## What to produce
Present the following data again exactly as it is shown.

## Data lines
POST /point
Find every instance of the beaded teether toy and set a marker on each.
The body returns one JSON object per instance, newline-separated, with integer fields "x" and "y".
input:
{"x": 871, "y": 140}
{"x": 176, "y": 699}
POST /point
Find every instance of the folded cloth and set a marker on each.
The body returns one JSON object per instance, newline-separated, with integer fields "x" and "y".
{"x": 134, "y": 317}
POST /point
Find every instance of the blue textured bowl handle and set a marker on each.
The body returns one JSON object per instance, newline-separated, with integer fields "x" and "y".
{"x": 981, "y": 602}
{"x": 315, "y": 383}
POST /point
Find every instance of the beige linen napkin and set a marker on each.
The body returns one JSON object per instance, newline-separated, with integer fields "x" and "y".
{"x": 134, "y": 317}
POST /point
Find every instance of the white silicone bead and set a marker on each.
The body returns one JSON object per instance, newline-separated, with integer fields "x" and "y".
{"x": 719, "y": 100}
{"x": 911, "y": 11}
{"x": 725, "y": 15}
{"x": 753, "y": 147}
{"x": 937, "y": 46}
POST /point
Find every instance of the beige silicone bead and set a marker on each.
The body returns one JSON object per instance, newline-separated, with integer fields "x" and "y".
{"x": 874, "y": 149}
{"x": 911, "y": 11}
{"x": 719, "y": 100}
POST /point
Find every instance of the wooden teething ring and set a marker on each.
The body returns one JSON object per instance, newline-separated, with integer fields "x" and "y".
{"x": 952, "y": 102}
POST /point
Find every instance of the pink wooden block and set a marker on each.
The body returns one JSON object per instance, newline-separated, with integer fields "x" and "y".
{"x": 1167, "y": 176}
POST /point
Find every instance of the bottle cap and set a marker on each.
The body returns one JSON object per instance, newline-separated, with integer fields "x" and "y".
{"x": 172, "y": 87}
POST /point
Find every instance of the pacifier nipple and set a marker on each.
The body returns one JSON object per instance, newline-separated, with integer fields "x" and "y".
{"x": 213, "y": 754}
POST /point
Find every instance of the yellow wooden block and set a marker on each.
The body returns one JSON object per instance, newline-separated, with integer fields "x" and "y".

## Solution for this task
POST /point
Find every instance of the beaded teether toy and set a marker on each.
The body returns one JSON object per instance, newline-separated, with integer fields "x" and "y".
input:
{"x": 871, "y": 140}
{"x": 176, "y": 699}
POST /point
Find every instance of the folded cloth and set a marker on each.
The body returns one JSON object per instance, newline-separated, with integer fields "x" and "y".
{"x": 134, "y": 317}
POST /point
Find every instance of the blue textured bowl handle and set a marker on each.
The body returns one JSON object per instance, newline-separated, with integer fields "x" and "y".
{"x": 981, "y": 602}
{"x": 315, "y": 383}
POST /point
Find every instance of the beige linen napkin and set a marker on each.
The body returns one JSON object per instance, newline-separated, with integer fields "x" and "y".
{"x": 134, "y": 317}
POST /point
Find every instance of the white silicone bead and set a marker on each.
The body returns one JSON object per instance, newline-separated, with integer fields "x" and "y".
{"x": 719, "y": 100}
{"x": 911, "y": 11}
{"x": 725, "y": 15}
{"x": 753, "y": 147}
{"x": 937, "y": 46}
POST /point
Find every instance of the beige silicone bead and set a marker on each.
The body returns one JSON object per instance, newline-separated, with integer fields "x" and "y".
{"x": 874, "y": 149}
{"x": 911, "y": 11}
{"x": 719, "y": 100}
POST /point
Find every instance of the wooden teething ring and set a marker on each.
The body returns one JSON object per instance, newline-separated, with integer fields "x" and "y".
{"x": 952, "y": 102}
POST /point
Find every instance of the pink wooden block and set a marker on each.
The body returns one JSON object per instance, newline-separated, with integer fields "x" and "y".
{"x": 1167, "y": 176}
POST /point
Find every instance of the bottle cap and set a marker on each.
The body returns one JSON object per instance, newline-separated, with integer fields "x" and "y".
{"x": 172, "y": 87}
POST /point
Find every instance of the pacifier nipple and set a marker on each.
The body returns one JSON object per instance, newline-separated, with integer fields "x" and "y".
{"x": 213, "y": 754}
POST /point
Find every instance of the yellow wooden block and set a marker on each.
The body returns one JSON object per instance, newline-separated, with integer fields "x" and "y".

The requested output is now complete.